Source material ▸

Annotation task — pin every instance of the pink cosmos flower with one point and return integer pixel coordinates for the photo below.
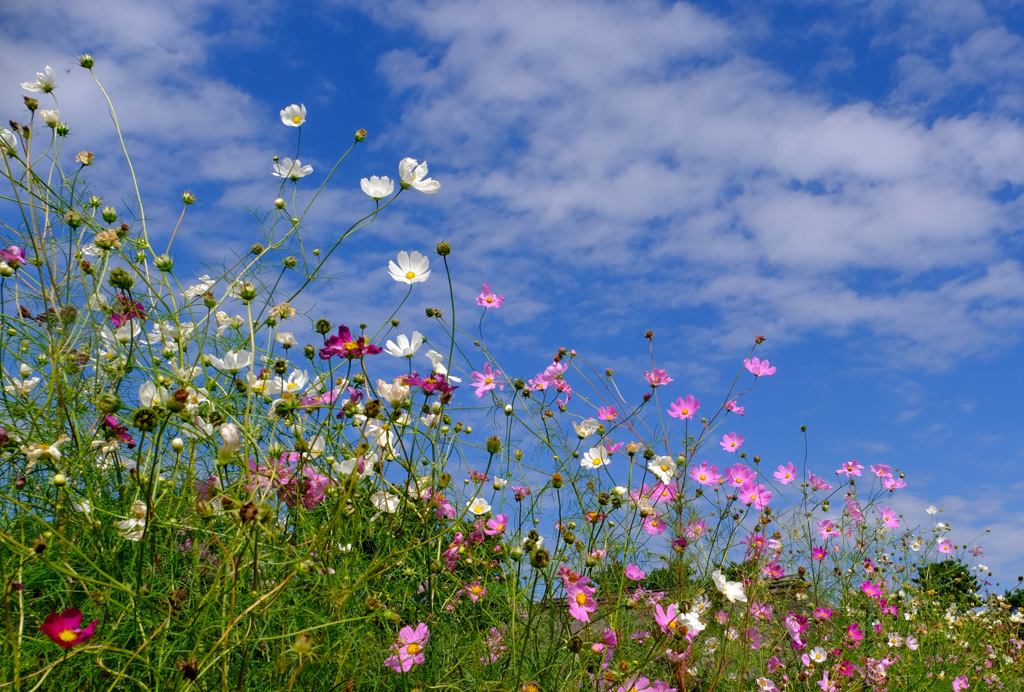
(487, 299)
(758, 368)
(409, 648)
(582, 602)
(755, 493)
(684, 408)
(871, 590)
(654, 525)
(851, 469)
(66, 629)
(706, 474)
(487, 380)
(657, 378)
(893, 483)
(890, 518)
(817, 482)
(497, 524)
(786, 474)
(474, 590)
(731, 442)
(826, 529)
(882, 471)
(634, 572)
(737, 474)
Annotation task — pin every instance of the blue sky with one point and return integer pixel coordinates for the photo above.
(843, 177)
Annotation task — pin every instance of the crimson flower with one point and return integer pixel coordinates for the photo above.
(347, 347)
(66, 629)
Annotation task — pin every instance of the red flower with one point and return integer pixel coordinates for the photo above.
(66, 630)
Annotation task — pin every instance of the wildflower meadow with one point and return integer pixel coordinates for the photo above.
(207, 486)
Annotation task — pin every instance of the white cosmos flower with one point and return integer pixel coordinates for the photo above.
(7, 139)
(414, 174)
(196, 291)
(412, 268)
(294, 115)
(596, 458)
(664, 468)
(49, 117)
(44, 81)
(232, 361)
(478, 507)
(731, 590)
(377, 187)
(402, 346)
(291, 170)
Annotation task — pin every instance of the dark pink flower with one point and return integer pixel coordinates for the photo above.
(488, 299)
(66, 629)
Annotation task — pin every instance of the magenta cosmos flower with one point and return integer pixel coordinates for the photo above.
(732, 441)
(488, 299)
(347, 347)
(486, 380)
(656, 378)
(758, 368)
(409, 648)
(66, 629)
(684, 408)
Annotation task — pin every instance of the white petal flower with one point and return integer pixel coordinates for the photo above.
(291, 170)
(414, 175)
(596, 458)
(44, 81)
(49, 117)
(731, 590)
(402, 346)
(294, 115)
(412, 268)
(478, 507)
(664, 468)
(378, 188)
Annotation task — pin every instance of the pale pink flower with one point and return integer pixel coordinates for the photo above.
(786, 474)
(758, 368)
(488, 299)
(731, 442)
(684, 408)
(657, 377)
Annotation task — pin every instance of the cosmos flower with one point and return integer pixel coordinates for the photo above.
(294, 115)
(412, 268)
(66, 629)
(414, 174)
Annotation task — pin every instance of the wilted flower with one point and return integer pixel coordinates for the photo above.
(414, 174)
(412, 268)
(44, 81)
(291, 170)
(294, 115)
(377, 187)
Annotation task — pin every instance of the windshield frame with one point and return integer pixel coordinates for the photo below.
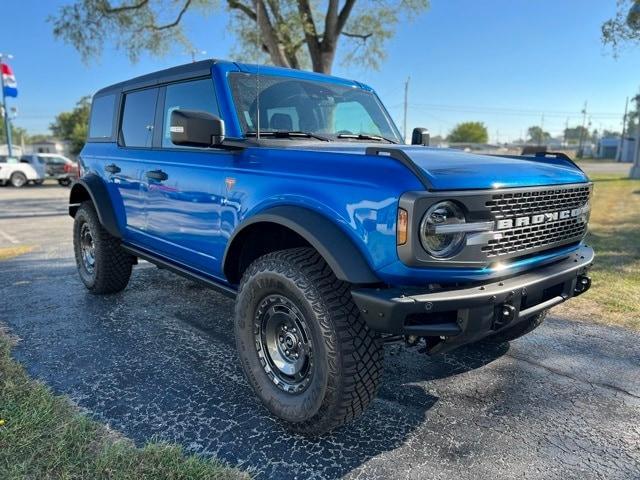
(246, 131)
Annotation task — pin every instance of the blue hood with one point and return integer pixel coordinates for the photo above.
(448, 169)
(455, 170)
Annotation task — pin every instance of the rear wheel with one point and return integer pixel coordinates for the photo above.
(103, 265)
(305, 349)
(18, 179)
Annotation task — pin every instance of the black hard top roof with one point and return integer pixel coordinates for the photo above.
(181, 72)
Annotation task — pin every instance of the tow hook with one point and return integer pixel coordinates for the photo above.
(504, 314)
(583, 284)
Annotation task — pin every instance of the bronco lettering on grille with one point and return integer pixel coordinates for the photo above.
(578, 213)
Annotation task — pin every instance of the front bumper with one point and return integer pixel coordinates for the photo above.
(465, 315)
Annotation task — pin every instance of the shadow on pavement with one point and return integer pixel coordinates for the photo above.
(158, 361)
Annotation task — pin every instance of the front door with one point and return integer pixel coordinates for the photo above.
(184, 186)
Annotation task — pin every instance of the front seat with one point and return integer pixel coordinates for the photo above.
(281, 122)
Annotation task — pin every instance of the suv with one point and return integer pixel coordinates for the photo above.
(60, 168)
(293, 193)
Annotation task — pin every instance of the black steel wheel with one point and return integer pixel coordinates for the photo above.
(306, 351)
(102, 264)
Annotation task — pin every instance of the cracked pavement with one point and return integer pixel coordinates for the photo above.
(158, 361)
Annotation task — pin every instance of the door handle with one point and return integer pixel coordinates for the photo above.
(157, 175)
(112, 168)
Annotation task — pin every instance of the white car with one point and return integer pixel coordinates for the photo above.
(17, 173)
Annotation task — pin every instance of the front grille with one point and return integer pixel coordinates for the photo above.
(541, 236)
(518, 204)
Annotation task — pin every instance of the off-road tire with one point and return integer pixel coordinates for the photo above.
(348, 356)
(520, 329)
(112, 265)
(18, 179)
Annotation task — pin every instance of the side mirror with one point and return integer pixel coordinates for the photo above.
(420, 136)
(191, 128)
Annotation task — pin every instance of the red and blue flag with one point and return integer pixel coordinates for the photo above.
(9, 81)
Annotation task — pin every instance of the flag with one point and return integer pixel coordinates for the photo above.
(9, 81)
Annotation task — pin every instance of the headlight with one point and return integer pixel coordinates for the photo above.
(434, 235)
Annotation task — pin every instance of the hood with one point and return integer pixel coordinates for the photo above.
(448, 169)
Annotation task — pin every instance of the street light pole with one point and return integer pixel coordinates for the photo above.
(5, 110)
(635, 170)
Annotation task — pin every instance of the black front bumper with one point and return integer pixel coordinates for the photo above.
(468, 314)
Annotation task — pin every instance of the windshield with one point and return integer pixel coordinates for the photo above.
(320, 108)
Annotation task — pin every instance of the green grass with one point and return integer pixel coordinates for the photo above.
(614, 233)
(43, 436)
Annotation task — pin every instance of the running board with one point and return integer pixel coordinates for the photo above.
(182, 271)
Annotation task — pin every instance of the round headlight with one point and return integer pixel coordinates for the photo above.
(437, 241)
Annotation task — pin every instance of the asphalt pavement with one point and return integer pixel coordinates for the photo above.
(158, 361)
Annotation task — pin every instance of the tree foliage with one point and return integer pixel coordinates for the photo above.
(289, 33)
(537, 135)
(624, 27)
(469, 132)
(73, 126)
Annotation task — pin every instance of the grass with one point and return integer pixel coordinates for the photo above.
(10, 252)
(614, 233)
(43, 436)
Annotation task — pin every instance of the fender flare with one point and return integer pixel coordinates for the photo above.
(338, 250)
(93, 186)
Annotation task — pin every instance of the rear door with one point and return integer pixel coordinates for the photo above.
(125, 167)
(184, 185)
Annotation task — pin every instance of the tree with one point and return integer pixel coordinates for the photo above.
(538, 135)
(291, 33)
(73, 126)
(469, 132)
(624, 27)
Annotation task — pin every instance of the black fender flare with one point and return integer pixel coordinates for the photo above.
(93, 186)
(338, 250)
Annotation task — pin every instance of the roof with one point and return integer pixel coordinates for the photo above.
(188, 70)
(203, 68)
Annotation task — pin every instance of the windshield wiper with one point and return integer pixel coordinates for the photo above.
(288, 134)
(364, 136)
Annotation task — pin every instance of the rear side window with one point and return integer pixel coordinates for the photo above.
(138, 117)
(101, 122)
(193, 95)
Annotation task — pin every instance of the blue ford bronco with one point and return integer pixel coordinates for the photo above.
(294, 193)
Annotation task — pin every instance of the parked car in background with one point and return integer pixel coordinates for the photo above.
(63, 169)
(38, 165)
(18, 173)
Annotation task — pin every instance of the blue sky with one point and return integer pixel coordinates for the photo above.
(503, 62)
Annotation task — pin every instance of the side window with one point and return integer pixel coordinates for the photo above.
(353, 117)
(101, 122)
(194, 95)
(138, 117)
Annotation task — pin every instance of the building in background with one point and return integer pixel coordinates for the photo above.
(608, 147)
(59, 147)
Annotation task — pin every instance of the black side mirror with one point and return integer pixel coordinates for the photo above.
(191, 128)
(420, 136)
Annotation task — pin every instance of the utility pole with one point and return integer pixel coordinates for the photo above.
(584, 125)
(635, 170)
(5, 110)
(406, 106)
(624, 130)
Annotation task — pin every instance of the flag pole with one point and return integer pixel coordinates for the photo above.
(7, 127)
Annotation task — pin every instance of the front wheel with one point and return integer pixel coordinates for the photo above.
(305, 349)
(103, 265)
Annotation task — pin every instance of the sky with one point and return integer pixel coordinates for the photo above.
(508, 63)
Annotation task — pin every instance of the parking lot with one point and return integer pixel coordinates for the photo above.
(158, 361)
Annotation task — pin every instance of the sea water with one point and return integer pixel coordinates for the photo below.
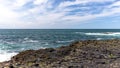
(13, 41)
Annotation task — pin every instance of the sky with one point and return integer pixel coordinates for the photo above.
(59, 14)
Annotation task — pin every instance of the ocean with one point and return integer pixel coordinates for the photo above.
(13, 41)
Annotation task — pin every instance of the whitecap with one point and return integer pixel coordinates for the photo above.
(105, 34)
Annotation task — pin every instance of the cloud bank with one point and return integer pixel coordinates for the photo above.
(54, 13)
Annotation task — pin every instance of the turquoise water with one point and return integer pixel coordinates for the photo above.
(15, 40)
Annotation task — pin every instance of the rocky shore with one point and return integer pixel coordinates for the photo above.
(80, 54)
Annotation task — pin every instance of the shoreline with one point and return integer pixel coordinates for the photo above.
(79, 54)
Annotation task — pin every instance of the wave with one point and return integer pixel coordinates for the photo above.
(6, 56)
(105, 34)
(27, 40)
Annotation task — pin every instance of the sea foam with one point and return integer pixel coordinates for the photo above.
(105, 34)
(5, 56)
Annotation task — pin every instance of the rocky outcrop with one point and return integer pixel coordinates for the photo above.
(80, 54)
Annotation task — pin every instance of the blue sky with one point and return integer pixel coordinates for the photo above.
(60, 14)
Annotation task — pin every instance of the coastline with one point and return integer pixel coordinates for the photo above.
(79, 54)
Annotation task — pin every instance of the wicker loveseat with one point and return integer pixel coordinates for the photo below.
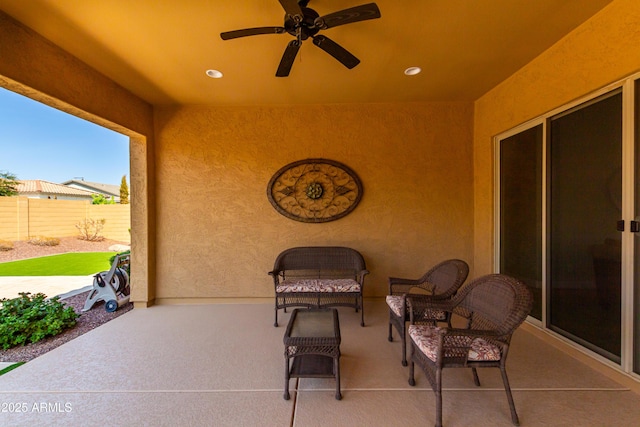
(319, 276)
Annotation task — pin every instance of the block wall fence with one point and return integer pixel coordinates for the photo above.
(22, 218)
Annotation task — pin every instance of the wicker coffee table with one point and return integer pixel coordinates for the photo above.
(312, 340)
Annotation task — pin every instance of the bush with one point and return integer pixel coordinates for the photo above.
(6, 245)
(90, 229)
(31, 318)
(44, 241)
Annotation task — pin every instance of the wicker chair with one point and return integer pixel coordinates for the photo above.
(494, 305)
(440, 282)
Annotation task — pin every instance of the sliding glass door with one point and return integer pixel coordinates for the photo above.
(585, 210)
(521, 210)
(560, 222)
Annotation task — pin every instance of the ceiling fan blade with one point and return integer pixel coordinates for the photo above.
(287, 58)
(348, 16)
(291, 7)
(337, 51)
(228, 35)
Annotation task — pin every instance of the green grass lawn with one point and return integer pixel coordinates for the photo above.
(71, 264)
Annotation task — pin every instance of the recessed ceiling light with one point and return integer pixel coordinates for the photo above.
(412, 71)
(214, 74)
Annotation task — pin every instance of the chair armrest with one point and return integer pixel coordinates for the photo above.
(276, 276)
(399, 285)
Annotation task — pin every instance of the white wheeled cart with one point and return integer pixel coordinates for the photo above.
(111, 286)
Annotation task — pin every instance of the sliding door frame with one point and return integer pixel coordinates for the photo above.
(629, 193)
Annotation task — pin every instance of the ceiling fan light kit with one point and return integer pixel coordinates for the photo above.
(303, 22)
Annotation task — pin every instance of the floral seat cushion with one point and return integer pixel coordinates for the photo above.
(426, 338)
(318, 285)
(395, 303)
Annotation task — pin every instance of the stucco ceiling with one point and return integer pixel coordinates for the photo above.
(160, 49)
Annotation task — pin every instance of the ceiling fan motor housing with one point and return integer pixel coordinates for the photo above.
(307, 26)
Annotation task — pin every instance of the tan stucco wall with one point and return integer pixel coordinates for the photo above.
(600, 51)
(218, 235)
(34, 67)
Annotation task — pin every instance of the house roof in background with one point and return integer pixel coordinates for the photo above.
(37, 186)
(96, 187)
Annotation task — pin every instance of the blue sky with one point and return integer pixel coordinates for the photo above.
(40, 142)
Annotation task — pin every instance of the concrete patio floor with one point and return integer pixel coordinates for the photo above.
(223, 365)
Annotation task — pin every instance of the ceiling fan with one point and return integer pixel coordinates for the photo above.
(303, 22)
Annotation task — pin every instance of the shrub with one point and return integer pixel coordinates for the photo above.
(31, 318)
(90, 229)
(44, 241)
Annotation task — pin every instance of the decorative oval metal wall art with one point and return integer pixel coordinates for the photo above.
(315, 190)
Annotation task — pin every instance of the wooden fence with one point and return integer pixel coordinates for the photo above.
(22, 218)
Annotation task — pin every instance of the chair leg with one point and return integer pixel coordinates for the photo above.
(412, 380)
(476, 379)
(507, 389)
(438, 392)
(403, 336)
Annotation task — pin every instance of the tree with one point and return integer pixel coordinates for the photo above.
(124, 191)
(8, 184)
(100, 199)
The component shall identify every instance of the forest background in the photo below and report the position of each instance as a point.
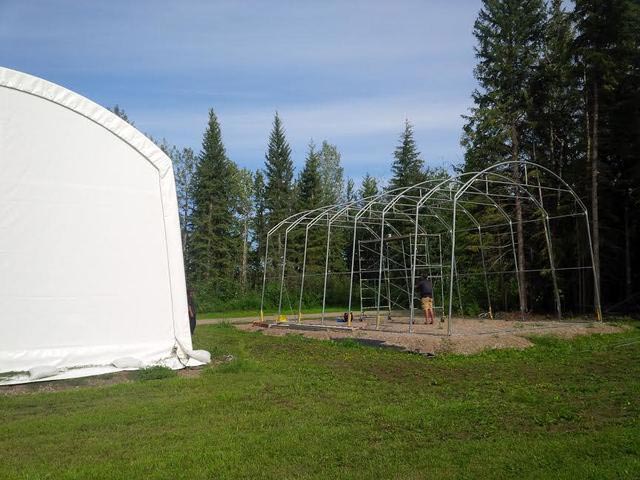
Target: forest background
(558, 84)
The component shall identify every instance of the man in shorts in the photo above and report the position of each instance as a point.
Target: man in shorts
(425, 288)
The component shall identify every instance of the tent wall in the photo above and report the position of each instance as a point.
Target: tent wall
(90, 255)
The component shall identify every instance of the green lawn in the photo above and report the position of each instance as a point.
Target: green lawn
(290, 407)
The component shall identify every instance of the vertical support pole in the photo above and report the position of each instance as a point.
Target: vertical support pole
(413, 269)
(441, 273)
(264, 278)
(284, 266)
(554, 278)
(353, 259)
(304, 268)
(484, 269)
(380, 271)
(547, 236)
(453, 263)
(360, 267)
(388, 276)
(326, 271)
(515, 263)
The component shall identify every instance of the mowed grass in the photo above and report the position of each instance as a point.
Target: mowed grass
(290, 407)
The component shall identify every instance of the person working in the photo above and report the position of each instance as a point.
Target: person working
(425, 288)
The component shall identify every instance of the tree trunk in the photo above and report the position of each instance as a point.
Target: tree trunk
(519, 227)
(627, 249)
(245, 251)
(594, 191)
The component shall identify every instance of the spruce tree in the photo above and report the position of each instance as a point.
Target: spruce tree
(279, 175)
(214, 242)
(408, 167)
(259, 224)
(310, 192)
(509, 35)
(369, 187)
(331, 173)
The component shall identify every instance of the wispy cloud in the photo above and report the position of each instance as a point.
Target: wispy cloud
(349, 72)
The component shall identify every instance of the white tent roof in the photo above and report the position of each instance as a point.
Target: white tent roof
(91, 265)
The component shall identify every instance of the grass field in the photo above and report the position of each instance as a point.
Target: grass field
(289, 407)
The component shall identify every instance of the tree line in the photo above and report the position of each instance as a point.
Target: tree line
(561, 87)
(226, 211)
(558, 85)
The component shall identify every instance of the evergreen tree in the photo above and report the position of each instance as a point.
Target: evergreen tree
(350, 191)
(369, 187)
(310, 192)
(331, 173)
(408, 167)
(279, 175)
(184, 168)
(214, 246)
(245, 213)
(509, 35)
(598, 25)
(259, 222)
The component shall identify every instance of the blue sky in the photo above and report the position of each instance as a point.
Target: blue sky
(345, 71)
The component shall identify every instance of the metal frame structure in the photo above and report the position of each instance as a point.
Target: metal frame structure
(454, 210)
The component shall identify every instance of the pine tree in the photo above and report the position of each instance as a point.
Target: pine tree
(214, 245)
(184, 167)
(259, 224)
(598, 24)
(350, 191)
(408, 167)
(310, 192)
(369, 187)
(509, 35)
(279, 197)
(331, 173)
(245, 213)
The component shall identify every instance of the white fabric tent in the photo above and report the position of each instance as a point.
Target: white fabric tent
(91, 266)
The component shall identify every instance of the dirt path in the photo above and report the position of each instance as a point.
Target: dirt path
(471, 335)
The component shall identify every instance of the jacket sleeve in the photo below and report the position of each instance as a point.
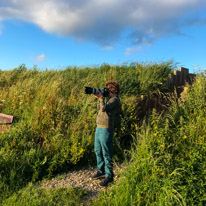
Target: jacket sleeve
(109, 105)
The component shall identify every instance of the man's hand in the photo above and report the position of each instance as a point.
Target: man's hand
(99, 95)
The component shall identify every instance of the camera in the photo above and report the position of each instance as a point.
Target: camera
(90, 90)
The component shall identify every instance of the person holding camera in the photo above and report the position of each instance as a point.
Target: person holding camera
(107, 110)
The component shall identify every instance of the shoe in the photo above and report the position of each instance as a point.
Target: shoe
(98, 175)
(106, 181)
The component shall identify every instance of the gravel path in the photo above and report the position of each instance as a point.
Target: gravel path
(81, 179)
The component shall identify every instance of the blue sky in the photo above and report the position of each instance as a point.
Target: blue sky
(54, 34)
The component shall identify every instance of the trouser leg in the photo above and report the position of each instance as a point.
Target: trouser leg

Assigned task ▸ Where a line in the entries holds "trouser", copy that line.

Answer for this exercise ▸
The component shall identify every instance of the trouser leg in the photo above and report the position of each instance as a point.
Target: trouser leg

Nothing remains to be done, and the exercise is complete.